___ ENTRIES SHOWN ___
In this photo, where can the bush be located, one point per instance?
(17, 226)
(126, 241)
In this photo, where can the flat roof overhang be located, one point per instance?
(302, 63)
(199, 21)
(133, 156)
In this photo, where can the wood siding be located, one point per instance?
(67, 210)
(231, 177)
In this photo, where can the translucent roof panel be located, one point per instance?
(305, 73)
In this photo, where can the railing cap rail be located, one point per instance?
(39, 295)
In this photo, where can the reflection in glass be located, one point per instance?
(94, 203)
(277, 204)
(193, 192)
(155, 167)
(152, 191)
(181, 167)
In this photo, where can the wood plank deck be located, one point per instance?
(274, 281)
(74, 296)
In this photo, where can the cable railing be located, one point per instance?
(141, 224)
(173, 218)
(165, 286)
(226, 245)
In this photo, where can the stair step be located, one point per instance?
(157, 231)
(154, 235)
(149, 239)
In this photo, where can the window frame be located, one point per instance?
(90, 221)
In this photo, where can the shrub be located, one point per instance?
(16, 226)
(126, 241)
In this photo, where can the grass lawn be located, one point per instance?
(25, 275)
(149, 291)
___
[EXERCISE DIRECTIONS]:
Each line must be set down again exactly as above, with no line omitted.

[RESULT FOR THIS TASK]:
In this photo, where can the bush be located, one point per instance?
(17, 226)
(126, 241)
In this photo, where can the flat roof overhang be located, one point per instance?
(302, 63)
(199, 21)
(133, 156)
In this photo, where can the wood siding be located, one point per instance?
(67, 210)
(231, 177)
In this photo, where can the translucent roof panel be located, one point per instance?
(305, 73)
In this photo, where can the railing cap rail be located, one point per instance?
(39, 295)
In this photo, where can the reflection in glass be located, one point per instance?
(94, 203)
(277, 204)
(193, 192)
(155, 167)
(152, 191)
(181, 167)
In this photo, where can the wood plank deck be located, one point per instance?
(274, 281)
(74, 296)
In this photo, where can the cable railing be located, one point per instance?
(141, 224)
(173, 218)
(165, 286)
(226, 245)
In this photo, where can the stair step be located, one point per instance?
(157, 231)
(154, 235)
(149, 239)
In this photo, where can the window frame be located, one point per instance?
(90, 221)
In this photo, where can the shrub be located, one point per instance?
(16, 226)
(126, 241)
In this photo, where can the grass lawn be located, one point per instance?
(25, 275)
(149, 291)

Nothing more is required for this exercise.